ARTICLE:
Really freaky neon sex that’s more about holding hands than anything else. This screenshot is about as explicit as it gets, for what it’s worth, and actually makes it look more explicit than it really is.

Conception 2 is a really weird JRPG, and it’s one that I didn’t play much when I first saw it pop up on the Vita. In a lot of ways it really, desperately wants to be Persona 3 – a limited amount of “free time”, social events to rank up your bond with teammates, with those bonds informing the power of the monsters you fight alongside, and battles taking place in procedurally-generated dungeons – but it isn’t. It’s a little too bland and vanilla for that; it doesn’t have the characters, the balance, the brutality, the horror, the wit, the… well, look, it’s not Persona.

(While we’re at it: for fuck’s sake, Atlus, give us the Persona games on PC. If Sony are there and they have a gun to your head about this, send out a Tweet with the word “raspberry”.)

On the other hand, saying “it’s not as good as what is probably the single best and most consistently solid JRPG series in the world right now” isn’t really much of a complaint. So let’s stop talking about that and start talking about the PC port.

Here’s the obligatory launcher:

conception 2 launcher

Not the most in-depth of things, is it? Slightly more bizarre is that the Resolution button you see there is actually completely greyed out unless you select Fullscreen mode. That’s understandable for Borderless – I mean, that just matches your desktop resolution – but Windowed is set to the Vita’s native resolution of 960×544, and as far as I can tell, there’s no way to change that. Not a big issue unless your default desktop resolution is absolutely massive (or you feel that 960×544 is just too damn small, which is understandable) but it’s still a weird oversight. At least there’s Borderless if you need to constantly Alt-Tab.

TASK REQUIREMENTS: Rewrite the Conception 2 article from "Really freaky neon" to "it’s not Persona.", putting "Persona 4" in place of "Persona 3".

DATASET SECTION:
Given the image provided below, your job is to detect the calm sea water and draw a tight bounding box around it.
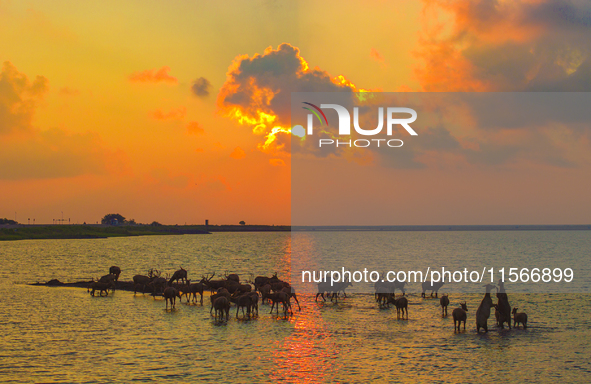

THE COMPLETED TASK:
Really freaky neon sex that’s more about holding hands than anything else. This screenshot is about as explicit as it gets, for what it’s worth, and actually makes it look more explicit than it really is.

Conception 2 is a really weird JRPG, and it’s one that I didn’t play much when I first saw it pop up on the Vita. In a lot of ways it really, desperately wants to be Persona 4 – a limited amount of “free time”, social events to rank up your bond with teammates, with those bonds informing the power of the monsters you fight alongside, and battles taking place in procedurally-generated dungeons – but it isn’t. It’s a little too bland and vanilla for that; it doesn’t have the characters, the balance, the brutality, the horror, the wit, the… well, look, it’s not Persona.